* _Provided information_
>> BEGIN

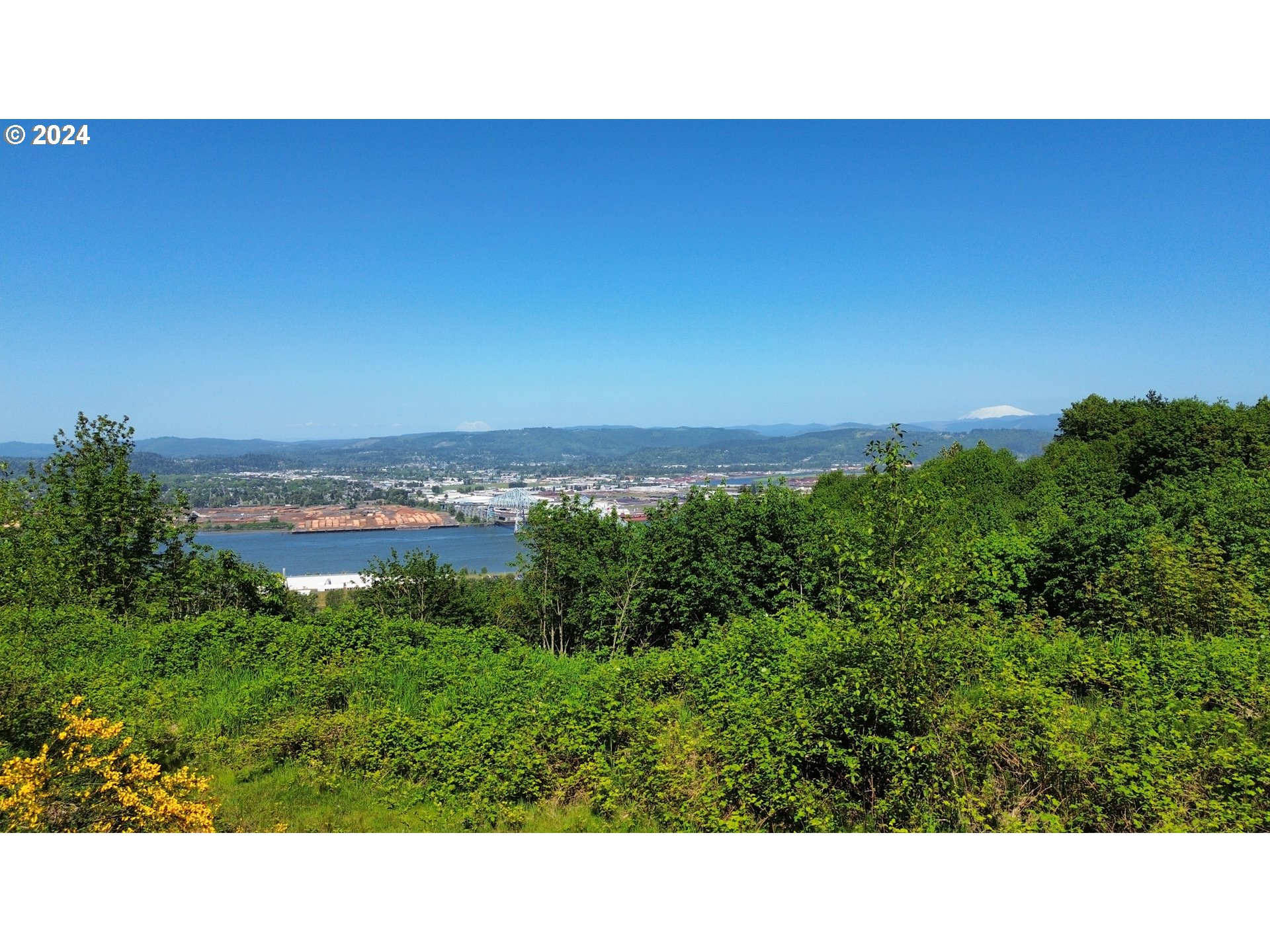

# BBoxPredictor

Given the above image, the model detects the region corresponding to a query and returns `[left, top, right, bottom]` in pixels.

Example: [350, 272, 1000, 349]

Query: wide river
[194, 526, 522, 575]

>> END
>> BEGIN

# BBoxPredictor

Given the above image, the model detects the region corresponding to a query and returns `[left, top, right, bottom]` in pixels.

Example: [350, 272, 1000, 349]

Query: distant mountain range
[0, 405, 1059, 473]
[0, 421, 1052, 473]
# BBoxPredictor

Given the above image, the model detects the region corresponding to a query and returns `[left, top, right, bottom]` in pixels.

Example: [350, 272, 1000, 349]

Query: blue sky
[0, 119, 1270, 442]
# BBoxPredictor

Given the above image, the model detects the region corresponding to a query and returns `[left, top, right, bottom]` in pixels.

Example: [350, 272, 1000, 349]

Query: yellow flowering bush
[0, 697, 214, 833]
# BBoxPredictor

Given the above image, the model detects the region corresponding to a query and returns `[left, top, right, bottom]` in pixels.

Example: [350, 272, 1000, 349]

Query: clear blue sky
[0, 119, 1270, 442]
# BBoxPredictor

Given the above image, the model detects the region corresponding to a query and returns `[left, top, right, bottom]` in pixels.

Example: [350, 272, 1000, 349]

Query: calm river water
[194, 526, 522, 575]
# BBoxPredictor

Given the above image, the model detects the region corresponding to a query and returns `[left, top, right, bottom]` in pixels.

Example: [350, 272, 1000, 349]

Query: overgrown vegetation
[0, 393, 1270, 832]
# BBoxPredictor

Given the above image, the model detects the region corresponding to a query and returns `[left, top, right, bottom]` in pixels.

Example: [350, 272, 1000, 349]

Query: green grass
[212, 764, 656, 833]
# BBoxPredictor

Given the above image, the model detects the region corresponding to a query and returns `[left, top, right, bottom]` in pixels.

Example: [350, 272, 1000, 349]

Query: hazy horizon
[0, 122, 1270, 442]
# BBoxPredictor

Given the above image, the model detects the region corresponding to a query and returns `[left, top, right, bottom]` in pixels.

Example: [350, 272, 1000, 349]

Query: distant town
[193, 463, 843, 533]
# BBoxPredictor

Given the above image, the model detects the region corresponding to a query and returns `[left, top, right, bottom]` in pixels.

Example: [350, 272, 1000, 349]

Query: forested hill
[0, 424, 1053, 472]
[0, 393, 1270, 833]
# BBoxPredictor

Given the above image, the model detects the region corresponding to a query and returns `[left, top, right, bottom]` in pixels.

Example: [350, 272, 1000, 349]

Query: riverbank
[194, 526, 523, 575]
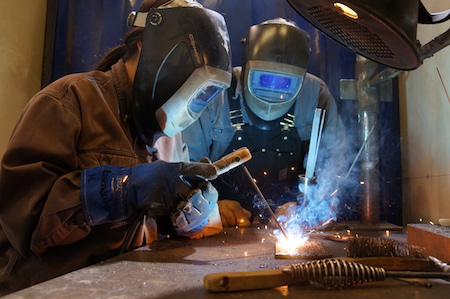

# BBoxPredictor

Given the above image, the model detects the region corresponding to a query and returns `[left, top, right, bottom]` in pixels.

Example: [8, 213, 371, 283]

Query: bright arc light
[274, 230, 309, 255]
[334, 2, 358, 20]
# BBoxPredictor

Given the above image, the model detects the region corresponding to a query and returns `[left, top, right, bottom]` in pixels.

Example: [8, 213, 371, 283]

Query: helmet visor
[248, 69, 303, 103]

>> END

* _Aim_
Report each line in the records that contains the string "distant". Case counts.

* _Task answer_
Query: distant mountain range
Query: distant town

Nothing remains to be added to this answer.